Exercise prompt:
Render every line of the listing below as a JSON array of strings, one string per line, with blank lines omitted.

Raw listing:
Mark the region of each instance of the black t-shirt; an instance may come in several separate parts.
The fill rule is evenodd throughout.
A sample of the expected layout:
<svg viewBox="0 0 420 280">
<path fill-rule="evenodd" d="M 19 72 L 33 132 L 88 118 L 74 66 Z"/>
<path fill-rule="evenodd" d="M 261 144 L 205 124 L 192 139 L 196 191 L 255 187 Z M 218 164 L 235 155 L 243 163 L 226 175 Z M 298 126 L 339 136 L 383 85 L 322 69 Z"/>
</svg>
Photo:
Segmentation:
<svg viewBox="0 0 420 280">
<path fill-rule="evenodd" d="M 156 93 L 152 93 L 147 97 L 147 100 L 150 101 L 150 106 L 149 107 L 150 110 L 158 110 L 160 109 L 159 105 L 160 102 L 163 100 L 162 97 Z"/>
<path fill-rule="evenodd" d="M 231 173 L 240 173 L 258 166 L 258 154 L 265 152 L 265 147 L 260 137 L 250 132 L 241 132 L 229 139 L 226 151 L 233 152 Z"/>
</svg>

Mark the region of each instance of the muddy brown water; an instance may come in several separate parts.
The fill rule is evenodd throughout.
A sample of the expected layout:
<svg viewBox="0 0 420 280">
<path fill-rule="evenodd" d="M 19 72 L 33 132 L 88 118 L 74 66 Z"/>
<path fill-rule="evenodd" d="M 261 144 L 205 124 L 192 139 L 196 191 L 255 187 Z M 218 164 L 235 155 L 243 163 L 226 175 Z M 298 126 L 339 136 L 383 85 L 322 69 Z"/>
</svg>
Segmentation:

Exercise response:
[
  "Mark the region of each instance of the black t-shirt; an instance may come in several separate parts.",
  "The fill rule is evenodd throughout.",
  "A sample of the expected layout:",
  "<svg viewBox=\"0 0 420 280\">",
  "<path fill-rule=\"evenodd\" d=\"M 19 72 L 33 132 L 88 118 L 74 66 Z\"/>",
  "<path fill-rule=\"evenodd\" d=\"M 261 144 L 205 124 L 192 139 L 196 191 L 255 187 Z M 218 164 L 235 155 L 243 163 L 226 175 Z M 298 126 L 339 136 L 383 85 L 322 69 Z\"/>",
  "</svg>",
  "Photo:",
  "Segmentation:",
  "<svg viewBox=\"0 0 420 280\">",
  "<path fill-rule=\"evenodd\" d=\"M 156 93 L 152 93 L 147 97 L 147 100 L 150 101 L 150 106 L 149 107 L 150 110 L 158 110 L 160 109 L 159 105 L 160 102 L 163 100 L 162 97 Z\"/>",
  "<path fill-rule=\"evenodd\" d=\"M 231 173 L 240 173 L 258 166 L 258 154 L 265 152 L 265 147 L 260 137 L 250 132 L 241 132 L 229 139 L 226 151 L 233 152 Z\"/>",
  "</svg>",
  "Mark the region of each instance of the muddy brown water; an instance may come in several separate parts.",
  "The fill rule is evenodd throughout.",
  "A sample of the expected layout:",
  "<svg viewBox=\"0 0 420 280\">",
  "<path fill-rule=\"evenodd\" d=\"M 19 72 L 33 132 L 88 118 L 74 66 Z\"/>",
  "<path fill-rule=\"evenodd\" d=\"M 261 144 L 205 124 L 192 139 L 196 191 L 255 187 Z M 218 164 L 235 155 L 243 163 L 226 175 Z M 298 126 L 339 136 L 383 85 L 322 69 Z\"/>",
  "</svg>",
  "Segmentation:"
]